Sorry let me clarify, we live in different cities. Before I get the spiel of dating long distance, please understand my culture is a semi arranged thing where we don't traditionally date. So meeting long distance is kind of the norm for us. Talk for a while, meet a handful of times and then decide if you want to get serious. But things are changing in this day and age, so I don't know what's normal anymore, hence I ask you all :) thanks!

Posted

To be perfectly blunt nothing is "normal" when it comes to dating any more...

 

I think you should not worry about it until you actually meet.

 

At the moment you are nothing more than pen pals. Actually meeting a person is weird after you have been talking to them for ages. Sometimes you click and sometimes you don't.

 

Keep an open mind until the day you actually meet.

Posted

Considering the cultural norms you referenced before, I would see how it goes when you meet. For me, a month would be too long but your case may be okay since the context is different.

 

I get the sense that his rebellious phase means he wants to date around and explore, but not sure if he can realistically do that. I'm not sure what he means by that.

 

Have you two established the date when you will meet? If not, do so.

Posted

You live in different cities? He is just your internet pen pal. Ditch this dude.

 

If they don't ask you out after the second message, move on. With OLD you need to quickly move on, and keep your options open at all times.

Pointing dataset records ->
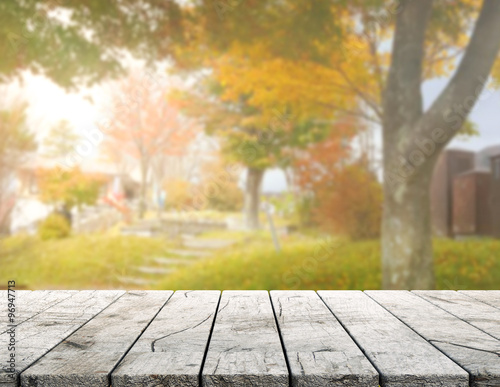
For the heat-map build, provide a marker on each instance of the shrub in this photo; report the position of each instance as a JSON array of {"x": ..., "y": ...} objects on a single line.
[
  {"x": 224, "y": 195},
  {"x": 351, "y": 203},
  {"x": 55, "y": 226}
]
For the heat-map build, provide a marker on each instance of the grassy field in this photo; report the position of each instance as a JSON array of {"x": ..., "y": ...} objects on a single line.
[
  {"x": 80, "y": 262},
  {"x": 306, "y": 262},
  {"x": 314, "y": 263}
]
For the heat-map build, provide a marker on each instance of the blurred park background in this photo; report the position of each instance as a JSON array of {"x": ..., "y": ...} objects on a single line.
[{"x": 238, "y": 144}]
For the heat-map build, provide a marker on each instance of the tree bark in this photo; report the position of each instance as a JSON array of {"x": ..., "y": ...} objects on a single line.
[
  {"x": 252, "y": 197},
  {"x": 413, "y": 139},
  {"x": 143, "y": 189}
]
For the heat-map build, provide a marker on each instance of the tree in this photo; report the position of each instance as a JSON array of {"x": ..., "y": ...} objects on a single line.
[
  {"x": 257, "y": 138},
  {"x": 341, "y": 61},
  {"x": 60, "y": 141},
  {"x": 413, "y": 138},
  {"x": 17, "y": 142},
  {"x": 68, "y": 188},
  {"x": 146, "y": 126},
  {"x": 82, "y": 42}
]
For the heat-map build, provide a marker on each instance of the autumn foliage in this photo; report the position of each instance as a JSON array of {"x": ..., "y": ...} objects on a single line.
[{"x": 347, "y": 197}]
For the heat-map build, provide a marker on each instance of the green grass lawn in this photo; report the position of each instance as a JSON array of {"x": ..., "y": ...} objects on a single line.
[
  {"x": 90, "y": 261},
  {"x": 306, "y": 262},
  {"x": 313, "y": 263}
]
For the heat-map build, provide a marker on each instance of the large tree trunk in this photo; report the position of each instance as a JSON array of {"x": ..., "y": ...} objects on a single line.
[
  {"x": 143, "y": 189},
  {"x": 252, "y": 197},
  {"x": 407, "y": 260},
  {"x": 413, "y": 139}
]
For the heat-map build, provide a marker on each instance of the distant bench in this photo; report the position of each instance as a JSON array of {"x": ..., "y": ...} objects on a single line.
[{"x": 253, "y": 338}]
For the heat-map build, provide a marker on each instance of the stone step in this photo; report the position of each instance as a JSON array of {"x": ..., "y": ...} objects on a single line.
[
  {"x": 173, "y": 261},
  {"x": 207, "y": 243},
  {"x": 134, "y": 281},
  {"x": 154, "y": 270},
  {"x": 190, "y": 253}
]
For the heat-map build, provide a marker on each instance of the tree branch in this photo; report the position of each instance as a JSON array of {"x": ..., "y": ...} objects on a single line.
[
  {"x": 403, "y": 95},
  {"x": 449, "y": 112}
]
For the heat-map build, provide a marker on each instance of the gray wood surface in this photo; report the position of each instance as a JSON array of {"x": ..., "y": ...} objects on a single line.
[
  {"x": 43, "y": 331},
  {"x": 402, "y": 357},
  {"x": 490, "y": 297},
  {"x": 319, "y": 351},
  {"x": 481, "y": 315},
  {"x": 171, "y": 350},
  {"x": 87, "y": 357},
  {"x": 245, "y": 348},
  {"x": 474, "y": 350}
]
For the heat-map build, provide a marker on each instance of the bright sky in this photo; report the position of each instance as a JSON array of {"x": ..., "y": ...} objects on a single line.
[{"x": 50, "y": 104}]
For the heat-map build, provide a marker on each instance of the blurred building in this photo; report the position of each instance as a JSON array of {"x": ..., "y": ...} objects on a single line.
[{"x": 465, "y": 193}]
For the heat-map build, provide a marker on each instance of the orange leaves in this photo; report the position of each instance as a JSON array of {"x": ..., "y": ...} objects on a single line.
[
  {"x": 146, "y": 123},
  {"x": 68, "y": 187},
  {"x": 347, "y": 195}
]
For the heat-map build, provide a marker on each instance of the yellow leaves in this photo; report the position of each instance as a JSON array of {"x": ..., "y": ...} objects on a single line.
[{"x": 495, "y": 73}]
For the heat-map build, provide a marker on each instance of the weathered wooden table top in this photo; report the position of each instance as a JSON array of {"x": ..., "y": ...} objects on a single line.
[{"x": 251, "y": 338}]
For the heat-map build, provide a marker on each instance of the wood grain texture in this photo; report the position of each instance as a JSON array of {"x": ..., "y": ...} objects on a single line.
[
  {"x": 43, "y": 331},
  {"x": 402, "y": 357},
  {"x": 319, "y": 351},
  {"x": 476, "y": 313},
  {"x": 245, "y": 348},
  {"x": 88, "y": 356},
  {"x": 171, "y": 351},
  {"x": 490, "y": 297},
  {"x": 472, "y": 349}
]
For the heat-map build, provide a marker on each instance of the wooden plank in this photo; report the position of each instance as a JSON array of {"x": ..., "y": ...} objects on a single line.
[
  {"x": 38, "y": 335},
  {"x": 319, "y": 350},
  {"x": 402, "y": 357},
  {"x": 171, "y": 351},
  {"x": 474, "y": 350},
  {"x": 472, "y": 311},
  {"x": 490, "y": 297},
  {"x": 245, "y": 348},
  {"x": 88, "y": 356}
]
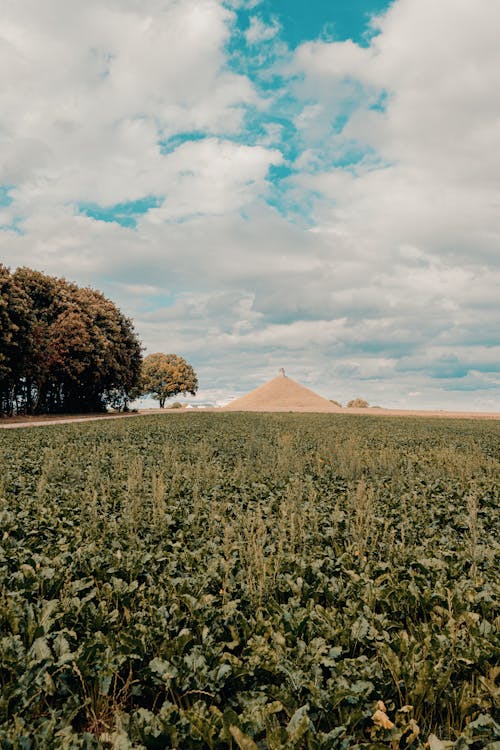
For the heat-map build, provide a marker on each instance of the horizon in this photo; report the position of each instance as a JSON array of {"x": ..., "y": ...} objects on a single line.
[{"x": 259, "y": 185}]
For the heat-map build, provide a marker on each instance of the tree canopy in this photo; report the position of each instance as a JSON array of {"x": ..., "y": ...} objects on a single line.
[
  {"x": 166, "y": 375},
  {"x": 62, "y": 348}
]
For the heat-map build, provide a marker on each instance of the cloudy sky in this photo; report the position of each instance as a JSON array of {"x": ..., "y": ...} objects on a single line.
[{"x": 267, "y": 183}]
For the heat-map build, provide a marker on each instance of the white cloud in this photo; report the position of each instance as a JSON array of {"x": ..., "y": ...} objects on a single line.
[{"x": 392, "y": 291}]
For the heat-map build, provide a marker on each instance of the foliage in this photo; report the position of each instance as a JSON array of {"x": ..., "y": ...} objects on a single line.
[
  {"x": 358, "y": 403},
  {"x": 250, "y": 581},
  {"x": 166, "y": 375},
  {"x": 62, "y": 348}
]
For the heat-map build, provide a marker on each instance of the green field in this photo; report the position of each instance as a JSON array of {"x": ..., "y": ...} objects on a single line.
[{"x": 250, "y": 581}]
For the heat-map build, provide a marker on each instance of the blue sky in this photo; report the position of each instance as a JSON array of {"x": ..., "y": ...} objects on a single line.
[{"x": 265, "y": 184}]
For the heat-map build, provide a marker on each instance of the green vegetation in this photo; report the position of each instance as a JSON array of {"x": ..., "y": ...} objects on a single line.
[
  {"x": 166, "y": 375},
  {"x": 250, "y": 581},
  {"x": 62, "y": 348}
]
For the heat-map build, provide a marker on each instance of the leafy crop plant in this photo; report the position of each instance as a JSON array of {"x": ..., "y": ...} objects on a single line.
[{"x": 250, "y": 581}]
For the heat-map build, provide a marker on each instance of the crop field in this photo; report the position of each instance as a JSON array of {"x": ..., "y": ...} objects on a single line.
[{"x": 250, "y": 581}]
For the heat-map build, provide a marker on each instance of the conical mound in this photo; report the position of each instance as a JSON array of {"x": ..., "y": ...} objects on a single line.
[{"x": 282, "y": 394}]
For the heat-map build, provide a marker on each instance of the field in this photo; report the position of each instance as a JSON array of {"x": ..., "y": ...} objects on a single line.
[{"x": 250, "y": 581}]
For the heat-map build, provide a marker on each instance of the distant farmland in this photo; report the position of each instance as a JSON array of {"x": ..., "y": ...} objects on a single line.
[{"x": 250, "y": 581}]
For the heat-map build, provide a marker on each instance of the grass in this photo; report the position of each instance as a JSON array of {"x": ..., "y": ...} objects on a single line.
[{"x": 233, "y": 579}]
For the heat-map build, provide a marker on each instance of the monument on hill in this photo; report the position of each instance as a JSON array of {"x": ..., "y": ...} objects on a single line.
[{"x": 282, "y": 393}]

Written task -> According to the forum thread on long-distance dating, why does the first poster consider meeting long distance fairly normal? Answer in one to three sentences. The records have no part in this.

Worked solution -> The poster's culture is semi-arranged, and people there don't traditionally date. The usual path is to talk for a while, meet a handful of times, and then decide whether to get serious, so meeting long distance is kind of the norm.